-- Work to be completed --
Copy each line exactly.
* start Exercise data *
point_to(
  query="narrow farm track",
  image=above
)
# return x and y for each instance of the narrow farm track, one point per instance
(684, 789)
* end Exercise data *
-- Full answer --
point_to(
  query="narrow farm track",
  image=above
)
# return x and y for each instance of the narrow farm track, one point per instance
(684, 789)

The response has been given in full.